Exercises to complete:
a) In the pension regulation text, give the stretch from "It was originally" through "regulate pension plans." again, switching "originally" to "initially".
b) Answer these questions from the pension regulation text:
(i) Who administers the Pension Benefits Act?
(ii) About how many employment pension plans does Ontario regulate?
(iii) Which power under the Constitution Act, 1867 places pension regulation mostly within provincial jurisdiction?

= Pension regulation in Canada =

Within Canadian law, Pension regulation in Canada falls mostly within provincial jurisdiction by virtue of the property and civil rights power under the Constitution Act, 1867. For workers whose employers are subject to federal jurisdiction, such jurisdiction extends to regulating pension plans available to them.

==Pension Benefits Act (Ontario)==

The Pension Benefits Act is administered by the Superintendent of Financial Services appointed by the Financial Services Commission of Ontario. Ontario regulates approximately 8,350 employment pension plans, which comprise more than 40 per cent of all registered pension plans in Canada.

It was originally enacted as the Pension Benefits Act, 1965 (S.O. 1965, c. 96), and it was the first statute in any Canadian jurisdiction to regulate pension plans.

Supplied entries:
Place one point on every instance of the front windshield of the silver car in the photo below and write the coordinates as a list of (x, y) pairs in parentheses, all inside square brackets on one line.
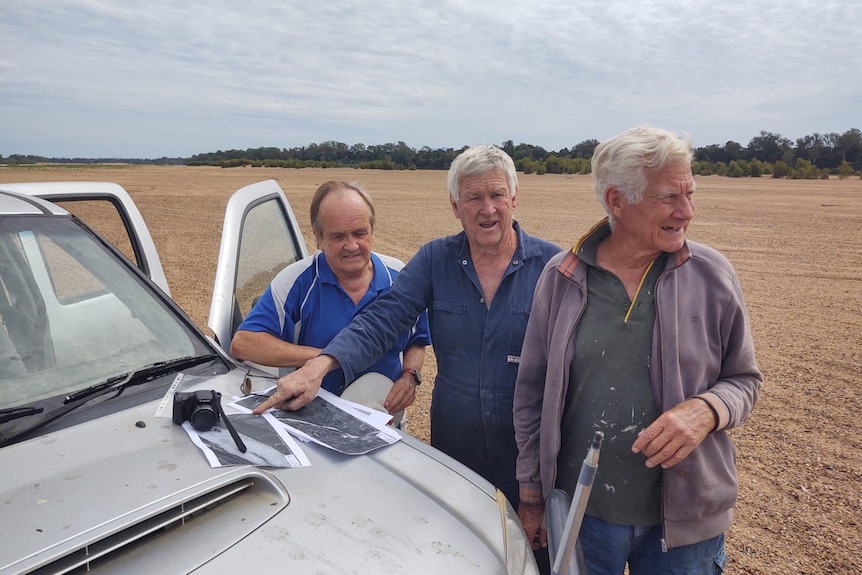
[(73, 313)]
---
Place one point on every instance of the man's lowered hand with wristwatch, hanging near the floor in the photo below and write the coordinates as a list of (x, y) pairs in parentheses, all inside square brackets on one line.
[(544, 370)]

Results for the exercise:
a)
It was initially enacted as the Pension Benefits Act, 1965 (S.O. 1965, c. 96), and it was the first statute in any Canadian jurisdiction to regulate pension plans.

b)
(i) The Superintendent of Financial Services, appointed by the Financial Services Commission of Ontario.
(ii) Approximately 8,350.
(iii) The property and civil rights power.